[Begin Task inputs]
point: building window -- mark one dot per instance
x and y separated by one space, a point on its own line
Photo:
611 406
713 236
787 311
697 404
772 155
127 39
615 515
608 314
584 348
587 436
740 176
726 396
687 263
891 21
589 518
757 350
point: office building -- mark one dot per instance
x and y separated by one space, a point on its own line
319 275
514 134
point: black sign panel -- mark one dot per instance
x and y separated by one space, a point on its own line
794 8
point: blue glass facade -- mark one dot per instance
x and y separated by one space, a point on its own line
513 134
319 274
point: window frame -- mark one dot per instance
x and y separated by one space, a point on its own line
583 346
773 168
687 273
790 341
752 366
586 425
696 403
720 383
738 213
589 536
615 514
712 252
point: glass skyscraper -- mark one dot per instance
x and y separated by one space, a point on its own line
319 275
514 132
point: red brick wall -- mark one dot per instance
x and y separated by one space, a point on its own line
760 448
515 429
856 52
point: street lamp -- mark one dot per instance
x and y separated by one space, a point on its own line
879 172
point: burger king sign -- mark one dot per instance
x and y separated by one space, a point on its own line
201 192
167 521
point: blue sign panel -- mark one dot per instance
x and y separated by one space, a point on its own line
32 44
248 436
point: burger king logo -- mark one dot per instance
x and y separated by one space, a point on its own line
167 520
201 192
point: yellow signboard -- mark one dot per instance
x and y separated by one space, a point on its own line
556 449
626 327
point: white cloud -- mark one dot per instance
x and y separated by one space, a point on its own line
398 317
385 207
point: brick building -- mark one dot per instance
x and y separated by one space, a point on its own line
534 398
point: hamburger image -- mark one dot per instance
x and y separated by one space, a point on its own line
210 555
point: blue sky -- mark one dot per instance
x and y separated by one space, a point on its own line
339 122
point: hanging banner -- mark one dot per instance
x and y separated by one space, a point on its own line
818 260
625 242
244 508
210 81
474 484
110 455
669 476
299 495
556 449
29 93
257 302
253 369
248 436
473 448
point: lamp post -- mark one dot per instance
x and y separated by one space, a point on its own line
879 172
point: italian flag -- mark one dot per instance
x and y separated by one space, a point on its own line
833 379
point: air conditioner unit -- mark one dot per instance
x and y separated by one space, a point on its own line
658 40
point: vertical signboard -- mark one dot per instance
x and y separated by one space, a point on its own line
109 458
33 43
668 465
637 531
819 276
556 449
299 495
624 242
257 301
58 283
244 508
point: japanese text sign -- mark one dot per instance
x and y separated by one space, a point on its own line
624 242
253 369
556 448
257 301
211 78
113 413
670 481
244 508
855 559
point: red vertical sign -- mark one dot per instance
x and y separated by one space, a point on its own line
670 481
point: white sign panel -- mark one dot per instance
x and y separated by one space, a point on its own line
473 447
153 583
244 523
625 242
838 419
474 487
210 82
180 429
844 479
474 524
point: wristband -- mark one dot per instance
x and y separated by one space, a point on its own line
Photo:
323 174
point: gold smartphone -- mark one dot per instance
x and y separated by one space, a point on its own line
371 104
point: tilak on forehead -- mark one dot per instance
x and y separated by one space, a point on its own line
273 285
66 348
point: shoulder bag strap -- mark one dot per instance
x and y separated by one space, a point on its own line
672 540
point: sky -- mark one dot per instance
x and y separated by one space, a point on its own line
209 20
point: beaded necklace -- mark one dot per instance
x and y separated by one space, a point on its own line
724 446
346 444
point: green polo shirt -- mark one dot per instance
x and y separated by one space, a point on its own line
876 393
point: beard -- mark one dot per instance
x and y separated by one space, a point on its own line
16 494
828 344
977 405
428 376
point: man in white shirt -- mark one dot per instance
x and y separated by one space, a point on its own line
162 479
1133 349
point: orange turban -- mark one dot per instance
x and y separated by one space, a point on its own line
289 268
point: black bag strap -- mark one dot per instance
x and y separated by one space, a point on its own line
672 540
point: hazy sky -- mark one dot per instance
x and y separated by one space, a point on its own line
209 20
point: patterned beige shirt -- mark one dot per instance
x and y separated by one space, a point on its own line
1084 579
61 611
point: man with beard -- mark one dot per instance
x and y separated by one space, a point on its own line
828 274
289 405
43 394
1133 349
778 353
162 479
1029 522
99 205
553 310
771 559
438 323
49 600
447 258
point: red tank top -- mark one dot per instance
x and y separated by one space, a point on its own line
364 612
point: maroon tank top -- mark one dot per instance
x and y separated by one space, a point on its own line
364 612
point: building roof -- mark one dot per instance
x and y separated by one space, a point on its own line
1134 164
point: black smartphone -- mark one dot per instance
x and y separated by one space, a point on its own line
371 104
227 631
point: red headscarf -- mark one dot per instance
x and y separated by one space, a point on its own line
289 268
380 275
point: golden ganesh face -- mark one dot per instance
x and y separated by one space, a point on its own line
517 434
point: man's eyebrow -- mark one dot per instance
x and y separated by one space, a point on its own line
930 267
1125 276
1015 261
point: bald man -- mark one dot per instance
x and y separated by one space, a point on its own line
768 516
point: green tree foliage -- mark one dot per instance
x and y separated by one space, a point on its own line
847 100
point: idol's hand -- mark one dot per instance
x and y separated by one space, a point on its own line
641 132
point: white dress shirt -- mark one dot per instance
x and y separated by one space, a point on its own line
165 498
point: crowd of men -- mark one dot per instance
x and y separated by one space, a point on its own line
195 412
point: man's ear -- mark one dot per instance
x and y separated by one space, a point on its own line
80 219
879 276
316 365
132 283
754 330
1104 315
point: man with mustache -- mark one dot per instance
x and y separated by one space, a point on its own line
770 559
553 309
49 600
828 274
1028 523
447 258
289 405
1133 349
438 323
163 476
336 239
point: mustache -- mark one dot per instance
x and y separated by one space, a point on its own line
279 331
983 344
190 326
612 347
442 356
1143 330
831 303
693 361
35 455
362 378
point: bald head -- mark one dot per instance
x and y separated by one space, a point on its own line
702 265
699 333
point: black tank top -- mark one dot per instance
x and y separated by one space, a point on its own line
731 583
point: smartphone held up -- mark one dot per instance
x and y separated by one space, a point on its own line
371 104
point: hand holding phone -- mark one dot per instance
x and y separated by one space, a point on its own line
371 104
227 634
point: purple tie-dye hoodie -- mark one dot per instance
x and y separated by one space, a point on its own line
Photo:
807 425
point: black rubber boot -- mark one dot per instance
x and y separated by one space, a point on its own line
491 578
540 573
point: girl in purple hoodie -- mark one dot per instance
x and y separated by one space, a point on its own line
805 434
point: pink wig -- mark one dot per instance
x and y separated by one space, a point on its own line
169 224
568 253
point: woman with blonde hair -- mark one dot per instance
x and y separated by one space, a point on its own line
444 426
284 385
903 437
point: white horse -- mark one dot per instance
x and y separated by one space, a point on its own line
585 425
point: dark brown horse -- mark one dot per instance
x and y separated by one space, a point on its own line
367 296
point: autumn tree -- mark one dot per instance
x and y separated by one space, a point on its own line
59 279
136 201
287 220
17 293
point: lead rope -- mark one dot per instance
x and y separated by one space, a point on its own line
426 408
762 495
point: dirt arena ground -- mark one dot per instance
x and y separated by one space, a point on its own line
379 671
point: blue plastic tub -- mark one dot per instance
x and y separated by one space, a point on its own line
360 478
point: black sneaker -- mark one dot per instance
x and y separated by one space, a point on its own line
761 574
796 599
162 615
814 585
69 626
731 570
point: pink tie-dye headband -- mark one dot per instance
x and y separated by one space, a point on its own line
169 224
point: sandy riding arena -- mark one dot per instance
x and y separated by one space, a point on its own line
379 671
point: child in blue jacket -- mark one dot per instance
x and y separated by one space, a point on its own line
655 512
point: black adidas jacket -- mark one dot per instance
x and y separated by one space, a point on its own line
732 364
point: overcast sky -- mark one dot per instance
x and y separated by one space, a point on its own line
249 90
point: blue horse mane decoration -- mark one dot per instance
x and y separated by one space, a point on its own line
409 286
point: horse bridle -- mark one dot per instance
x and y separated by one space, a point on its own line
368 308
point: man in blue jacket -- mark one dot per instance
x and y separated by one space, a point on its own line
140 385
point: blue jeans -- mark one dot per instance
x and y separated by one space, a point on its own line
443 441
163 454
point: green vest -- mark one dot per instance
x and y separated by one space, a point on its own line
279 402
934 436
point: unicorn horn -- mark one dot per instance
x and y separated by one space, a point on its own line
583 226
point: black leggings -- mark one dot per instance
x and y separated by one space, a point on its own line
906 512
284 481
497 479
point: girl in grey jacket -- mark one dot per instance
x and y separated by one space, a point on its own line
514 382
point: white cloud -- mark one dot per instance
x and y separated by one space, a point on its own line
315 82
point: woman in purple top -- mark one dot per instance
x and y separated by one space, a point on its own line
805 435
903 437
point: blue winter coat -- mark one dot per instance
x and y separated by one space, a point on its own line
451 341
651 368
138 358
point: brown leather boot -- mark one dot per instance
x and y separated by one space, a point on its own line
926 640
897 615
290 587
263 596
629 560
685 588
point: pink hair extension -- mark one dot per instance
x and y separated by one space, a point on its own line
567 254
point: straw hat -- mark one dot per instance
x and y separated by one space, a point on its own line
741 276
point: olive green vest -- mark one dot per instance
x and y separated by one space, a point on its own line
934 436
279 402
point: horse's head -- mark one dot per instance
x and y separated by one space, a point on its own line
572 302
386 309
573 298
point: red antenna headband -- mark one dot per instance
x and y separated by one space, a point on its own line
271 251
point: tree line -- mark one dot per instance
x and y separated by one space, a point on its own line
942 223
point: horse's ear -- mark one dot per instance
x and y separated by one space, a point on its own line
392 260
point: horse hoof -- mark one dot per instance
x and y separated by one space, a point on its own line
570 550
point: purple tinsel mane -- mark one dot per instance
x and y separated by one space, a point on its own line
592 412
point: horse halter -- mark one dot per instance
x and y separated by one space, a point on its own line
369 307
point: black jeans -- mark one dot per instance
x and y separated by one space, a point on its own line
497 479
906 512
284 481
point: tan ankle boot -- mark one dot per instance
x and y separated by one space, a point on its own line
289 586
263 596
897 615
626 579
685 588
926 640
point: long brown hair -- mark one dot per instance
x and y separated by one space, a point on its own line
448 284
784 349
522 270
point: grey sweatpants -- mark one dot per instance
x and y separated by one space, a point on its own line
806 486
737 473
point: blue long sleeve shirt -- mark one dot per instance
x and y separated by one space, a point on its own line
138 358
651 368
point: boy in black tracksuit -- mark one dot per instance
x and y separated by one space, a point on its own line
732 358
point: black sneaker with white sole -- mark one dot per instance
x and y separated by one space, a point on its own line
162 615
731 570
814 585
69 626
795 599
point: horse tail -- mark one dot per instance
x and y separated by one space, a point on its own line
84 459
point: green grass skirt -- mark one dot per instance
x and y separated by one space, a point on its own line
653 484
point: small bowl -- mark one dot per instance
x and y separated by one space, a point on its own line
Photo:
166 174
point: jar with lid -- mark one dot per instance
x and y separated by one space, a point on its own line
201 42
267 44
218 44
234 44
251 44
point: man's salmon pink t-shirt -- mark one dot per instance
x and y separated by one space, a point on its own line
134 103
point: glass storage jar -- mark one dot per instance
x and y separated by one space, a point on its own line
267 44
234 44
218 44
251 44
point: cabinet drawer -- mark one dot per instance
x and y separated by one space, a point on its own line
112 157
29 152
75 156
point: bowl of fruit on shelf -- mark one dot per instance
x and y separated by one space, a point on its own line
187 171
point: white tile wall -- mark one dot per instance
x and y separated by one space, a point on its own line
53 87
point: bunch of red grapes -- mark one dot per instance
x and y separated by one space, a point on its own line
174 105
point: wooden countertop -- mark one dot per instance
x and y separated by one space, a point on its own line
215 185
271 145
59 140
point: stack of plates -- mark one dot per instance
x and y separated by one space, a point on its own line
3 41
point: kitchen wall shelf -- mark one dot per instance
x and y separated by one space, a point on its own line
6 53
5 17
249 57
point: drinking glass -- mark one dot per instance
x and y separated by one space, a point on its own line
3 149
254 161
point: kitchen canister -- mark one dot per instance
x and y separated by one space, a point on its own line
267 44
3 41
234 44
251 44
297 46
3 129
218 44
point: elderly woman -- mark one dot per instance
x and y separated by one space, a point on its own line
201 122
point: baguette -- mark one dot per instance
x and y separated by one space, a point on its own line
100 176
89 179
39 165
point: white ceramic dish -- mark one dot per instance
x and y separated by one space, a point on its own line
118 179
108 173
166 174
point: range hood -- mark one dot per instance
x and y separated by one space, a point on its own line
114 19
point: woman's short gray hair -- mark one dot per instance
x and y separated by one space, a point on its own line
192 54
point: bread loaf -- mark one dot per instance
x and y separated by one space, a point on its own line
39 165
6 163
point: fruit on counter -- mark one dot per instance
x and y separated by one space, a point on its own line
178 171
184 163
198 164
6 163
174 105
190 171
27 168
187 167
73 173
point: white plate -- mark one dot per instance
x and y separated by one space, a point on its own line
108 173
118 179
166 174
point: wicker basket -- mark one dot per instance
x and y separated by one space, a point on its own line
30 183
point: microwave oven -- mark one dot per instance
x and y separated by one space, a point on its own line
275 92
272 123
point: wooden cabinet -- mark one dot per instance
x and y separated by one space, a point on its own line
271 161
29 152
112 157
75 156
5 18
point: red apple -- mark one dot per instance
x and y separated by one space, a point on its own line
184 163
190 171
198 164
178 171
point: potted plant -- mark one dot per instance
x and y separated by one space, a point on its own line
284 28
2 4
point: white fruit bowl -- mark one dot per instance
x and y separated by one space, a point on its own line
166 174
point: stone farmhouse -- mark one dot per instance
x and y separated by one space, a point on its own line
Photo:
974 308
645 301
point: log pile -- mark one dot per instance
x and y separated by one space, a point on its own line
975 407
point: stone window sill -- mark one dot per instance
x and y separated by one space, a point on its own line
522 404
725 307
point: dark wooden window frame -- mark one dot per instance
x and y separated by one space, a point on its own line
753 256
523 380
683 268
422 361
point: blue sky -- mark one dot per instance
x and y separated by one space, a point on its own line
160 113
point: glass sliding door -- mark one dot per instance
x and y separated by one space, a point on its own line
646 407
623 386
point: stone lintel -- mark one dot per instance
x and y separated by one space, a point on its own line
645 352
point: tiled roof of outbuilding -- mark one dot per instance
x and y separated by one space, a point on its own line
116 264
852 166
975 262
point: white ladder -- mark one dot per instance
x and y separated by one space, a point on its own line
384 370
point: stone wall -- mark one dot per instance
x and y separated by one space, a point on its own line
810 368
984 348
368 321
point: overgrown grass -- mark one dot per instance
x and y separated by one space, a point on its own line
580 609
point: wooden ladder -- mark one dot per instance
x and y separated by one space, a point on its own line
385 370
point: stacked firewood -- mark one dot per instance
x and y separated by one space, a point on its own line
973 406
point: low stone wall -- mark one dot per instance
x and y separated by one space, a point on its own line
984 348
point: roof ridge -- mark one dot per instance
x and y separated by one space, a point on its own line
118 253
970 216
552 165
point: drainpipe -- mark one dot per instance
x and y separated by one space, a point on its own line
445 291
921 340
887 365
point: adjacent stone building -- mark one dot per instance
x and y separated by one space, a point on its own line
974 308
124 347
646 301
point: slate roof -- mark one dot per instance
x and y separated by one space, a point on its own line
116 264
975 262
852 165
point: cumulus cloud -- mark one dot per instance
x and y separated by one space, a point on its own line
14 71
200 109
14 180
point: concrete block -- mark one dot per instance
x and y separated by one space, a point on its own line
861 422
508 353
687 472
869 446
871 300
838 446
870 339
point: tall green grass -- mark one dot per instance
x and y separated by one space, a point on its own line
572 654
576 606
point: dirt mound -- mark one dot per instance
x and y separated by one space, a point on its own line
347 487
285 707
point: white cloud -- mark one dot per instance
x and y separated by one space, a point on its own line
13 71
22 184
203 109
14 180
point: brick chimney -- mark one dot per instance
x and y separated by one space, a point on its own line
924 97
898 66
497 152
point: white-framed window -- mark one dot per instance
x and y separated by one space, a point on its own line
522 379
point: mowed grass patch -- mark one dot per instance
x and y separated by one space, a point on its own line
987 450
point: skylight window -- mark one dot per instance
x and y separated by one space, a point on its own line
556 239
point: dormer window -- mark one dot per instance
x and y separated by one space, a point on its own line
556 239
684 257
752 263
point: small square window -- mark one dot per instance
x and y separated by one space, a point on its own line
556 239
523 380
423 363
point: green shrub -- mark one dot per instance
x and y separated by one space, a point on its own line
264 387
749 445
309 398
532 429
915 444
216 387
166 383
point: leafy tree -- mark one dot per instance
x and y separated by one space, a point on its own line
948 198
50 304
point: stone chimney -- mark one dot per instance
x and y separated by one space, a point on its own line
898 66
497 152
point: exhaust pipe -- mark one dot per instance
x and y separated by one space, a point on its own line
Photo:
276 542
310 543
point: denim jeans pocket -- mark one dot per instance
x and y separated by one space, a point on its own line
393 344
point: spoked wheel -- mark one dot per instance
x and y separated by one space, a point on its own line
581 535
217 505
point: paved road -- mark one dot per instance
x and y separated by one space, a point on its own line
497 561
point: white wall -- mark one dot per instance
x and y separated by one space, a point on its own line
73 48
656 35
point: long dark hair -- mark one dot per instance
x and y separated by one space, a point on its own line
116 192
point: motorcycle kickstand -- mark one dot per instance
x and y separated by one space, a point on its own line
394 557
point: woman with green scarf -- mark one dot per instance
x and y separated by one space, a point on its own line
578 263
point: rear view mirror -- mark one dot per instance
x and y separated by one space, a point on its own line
[End Task inputs]
Through the last line of the entries above, beginning at the line containing "point: mowed grass", transcribe each line exactly, both ends included and nothing more.

point: mowed grass patch -- mark one dot per instance
x and y separated by one space, a point on its own line
987 450
point: skylight window -- mark one dot per instance
x and y separated by one space, a point on its own line
556 239
point: dormer window -- mark one dot per instance
x and y separated by one space, a point on its own line
556 239
684 257
752 263
point: small square window -- mark one dot per instance
x and y separated by one space, a point on its own line
556 239
523 380
423 363
point: green shrub -- mark one dot per instance
x and y separated by one space, a point on its own line
264 387
749 445
309 398
532 429
915 444
216 387
166 383
point: leafy tree -- mark one dot per instance
x and y separated by one space, a point on its own line
948 198
50 304
point: stone chimney -- mark one dot per instance
x and y separated by one space, a point on its own line
898 66
497 152
point: exhaust pipe -- mark one dot per instance
x and y separated by one space, a point on its own line
Photo:
276 542
310 543
point: denim jeans pocket -- mark one dot per instance
x and y separated by one space, a point on its own line
393 344
point: spoked wheel -- mark one dot per instance
x and y separated by one space, a point on its own line
581 535
217 505
point: paved road -- mark one dot per instance
x and y separated by one space, a point on its own line
497 561
point: white wall -- mark one dot per instance
x and y separated by one space, a point on its own line
73 48
656 35
point: long dark hair -- mark one dot per instance
x and y separated by one space, a point on its own line
116 192
point: motorcycle kickstand -- mark one dot per instance
x and y separated by one space, a point on its own line
394 557
point: woman with green scarf -- mark one dot per instance
x and y separated by one space, a point on its own line
578 263
point: rear view mirror -- mark one dot per instance
x and y separated by one space, a point on its own line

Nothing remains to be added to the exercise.